* **Data to examine**:
┄┄┄┄┄┄┄┄┄┄

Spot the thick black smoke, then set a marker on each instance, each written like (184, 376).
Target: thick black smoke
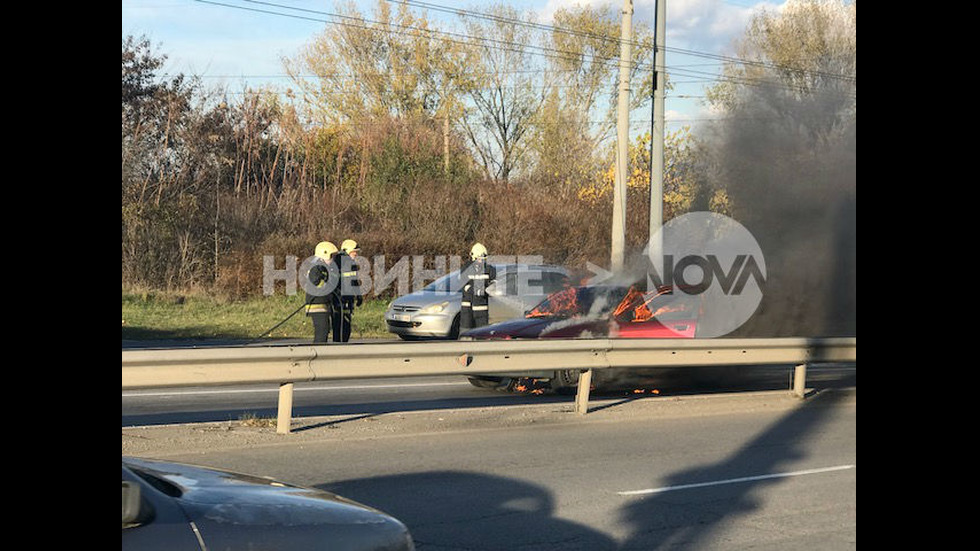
(789, 164)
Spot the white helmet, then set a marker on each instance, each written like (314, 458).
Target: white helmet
(349, 245)
(478, 251)
(325, 250)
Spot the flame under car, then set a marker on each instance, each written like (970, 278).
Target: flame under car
(594, 312)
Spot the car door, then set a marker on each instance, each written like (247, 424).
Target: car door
(504, 301)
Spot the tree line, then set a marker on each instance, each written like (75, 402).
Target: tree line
(417, 139)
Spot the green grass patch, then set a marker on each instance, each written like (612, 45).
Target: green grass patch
(161, 316)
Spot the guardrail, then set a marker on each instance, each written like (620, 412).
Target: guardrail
(288, 364)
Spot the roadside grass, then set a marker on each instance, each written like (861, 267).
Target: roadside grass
(150, 315)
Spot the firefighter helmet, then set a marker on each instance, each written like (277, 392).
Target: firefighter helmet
(325, 250)
(478, 251)
(349, 245)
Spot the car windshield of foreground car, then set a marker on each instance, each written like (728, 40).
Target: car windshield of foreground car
(578, 301)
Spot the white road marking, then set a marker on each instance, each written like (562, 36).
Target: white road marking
(734, 480)
(296, 389)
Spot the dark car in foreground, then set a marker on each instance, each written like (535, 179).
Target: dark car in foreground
(174, 507)
(595, 312)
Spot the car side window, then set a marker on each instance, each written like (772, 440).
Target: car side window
(553, 281)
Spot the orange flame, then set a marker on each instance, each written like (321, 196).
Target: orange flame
(561, 302)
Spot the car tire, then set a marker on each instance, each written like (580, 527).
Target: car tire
(565, 381)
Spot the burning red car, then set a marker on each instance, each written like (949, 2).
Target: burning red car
(594, 311)
(602, 311)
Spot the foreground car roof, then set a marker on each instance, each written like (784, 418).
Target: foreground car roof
(238, 511)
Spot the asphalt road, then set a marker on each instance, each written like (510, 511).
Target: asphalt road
(371, 396)
(748, 470)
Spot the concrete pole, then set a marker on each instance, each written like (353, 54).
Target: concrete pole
(657, 140)
(622, 140)
(285, 416)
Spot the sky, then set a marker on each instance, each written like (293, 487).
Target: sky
(237, 44)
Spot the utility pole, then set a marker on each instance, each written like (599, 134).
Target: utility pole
(655, 243)
(622, 140)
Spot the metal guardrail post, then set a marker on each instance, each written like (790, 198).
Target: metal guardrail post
(582, 394)
(285, 416)
(799, 381)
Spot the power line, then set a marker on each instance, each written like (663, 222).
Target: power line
(694, 53)
(544, 51)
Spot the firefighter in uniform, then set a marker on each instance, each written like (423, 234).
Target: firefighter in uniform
(478, 274)
(350, 290)
(320, 305)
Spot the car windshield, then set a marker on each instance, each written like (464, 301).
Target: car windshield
(578, 301)
(449, 283)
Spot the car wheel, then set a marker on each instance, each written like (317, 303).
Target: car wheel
(499, 383)
(565, 381)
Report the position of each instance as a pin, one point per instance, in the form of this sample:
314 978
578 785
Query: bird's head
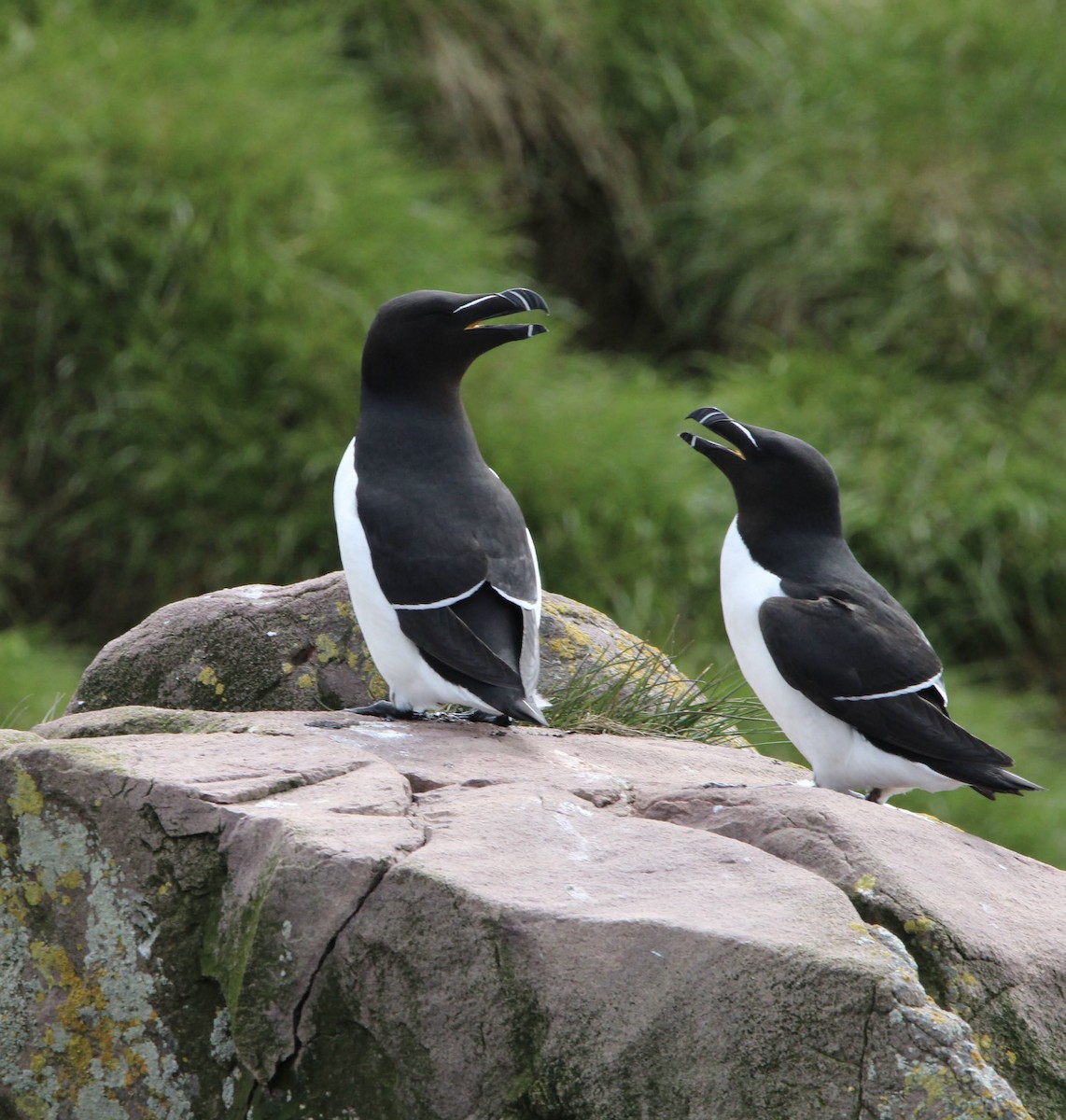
430 337
778 480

┄┄┄┄┄┄┄┄┄┄

* **Work request**:
Set down every entry exactly; omit the pictures.

* **Written answer**:
Spot the thick black smoke, then set a marker on each instance, each written like (184, 376).
Target: thick black smoke
(789, 164)
Spot the white helmet, then set a marker on each instance, each written like (314, 458).
Target: white helmet
(349, 245)
(478, 251)
(325, 250)
Spot the flame under car, then set a marker on each instance, each written like (970, 278).
Target: flame under car
(594, 312)
Spot the car door, then set a marker on each instance, each written like (247, 424).
Target: car door
(504, 301)
Spot the tree line, then set a marker on each instance, each written like (75, 402).
Target: tree line
(417, 139)
Spot the green grass patch, then set a marker on each instance, each written like (612, 45).
Target: green grass patch
(161, 316)
Spot the guardrail, then set a marker on each instance, each written like (620, 412).
Target: guardrail
(288, 364)
Spot the roadside grass, then set a marker on each instance, each written like (861, 267).
Target: roadside grass
(150, 315)
Spot the firefighter helmet, then set a marker on each instance, each written like (277, 392).
Target: firefighter helmet
(325, 250)
(478, 251)
(349, 245)
Spot the car windshield of foreground car, then set a marker on each instance, each written like (728, 40).
Target: car windshield of foreground car
(578, 301)
Spot the white road marking, then set a marker on each instance, each written like (562, 36).
Target: white road marking
(734, 480)
(296, 389)
Spot the dark car in foreground, then set a marker on each instance, each written like (535, 179).
Target: dark car in foreground
(174, 507)
(595, 312)
Spot the car side window, then set a marker on each instance, each written like (772, 440).
Target: car side window
(553, 281)
Spot the orange flame, then set a marker on each instance, each written like (321, 196).
Target: orange flame
(561, 302)
Spot the car tire, then set a marker on each instance, each written like (580, 527).
Target: car tire
(565, 381)
Spot the burning red car, then set a marker on each instance, each written like (949, 2).
Target: burning red car
(594, 311)
(602, 311)
Spot the foreground car roof, then set a marker on each instance, each written like (784, 418).
Target: foreground car roof
(238, 511)
Spot the asphalt road, then set a marker on each instance, each written like (510, 511).
Target: asphalt road
(371, 396)
(748, 470)
Spot the concrete pole, then set a marker on each instance, each written like (353, 54).
Target: concrete pole
(657, 140)
(622, 140)
(285, 416)
Spot the sky, then set a marker on each instance, each written like (293, 487).
Target: sky
(237, 44)
Spot the utility pole, then set a marker on each instance, each written like (599, 134).
Target: utility pole
(655, 243)
(622, 140)
Spot the metal guardrail post, then set a marker on each instance, each written like (790, 198).
Target: metal guardrail post
(582, 394)
(285, 416)
(799, 381)
Spot the power line, then set a marker on each instance, each written like (663, 222).
Target: power line
(694, 53)
(544, 51)
Spot the firefighter in uniform, then set a marker on each instance, each written like (423, 234).
Target: firefighter in uniform
(478, 274)
(350, 290)
(320, 305)
Spot the car windshield, then set a marker on each instance, each written like (464, 301).
Target: car windshield
(578, 301)
(449, 283)
Spot the car wheel, then set a marker on each instance, each written like (317, 303).
Target: car wheel
(499, 383)
(565, 381)
Report the position of each instance as a pin, one point per instance, in the form of this sample:
314 978
578 785
Query: bird's head
430 337
778 480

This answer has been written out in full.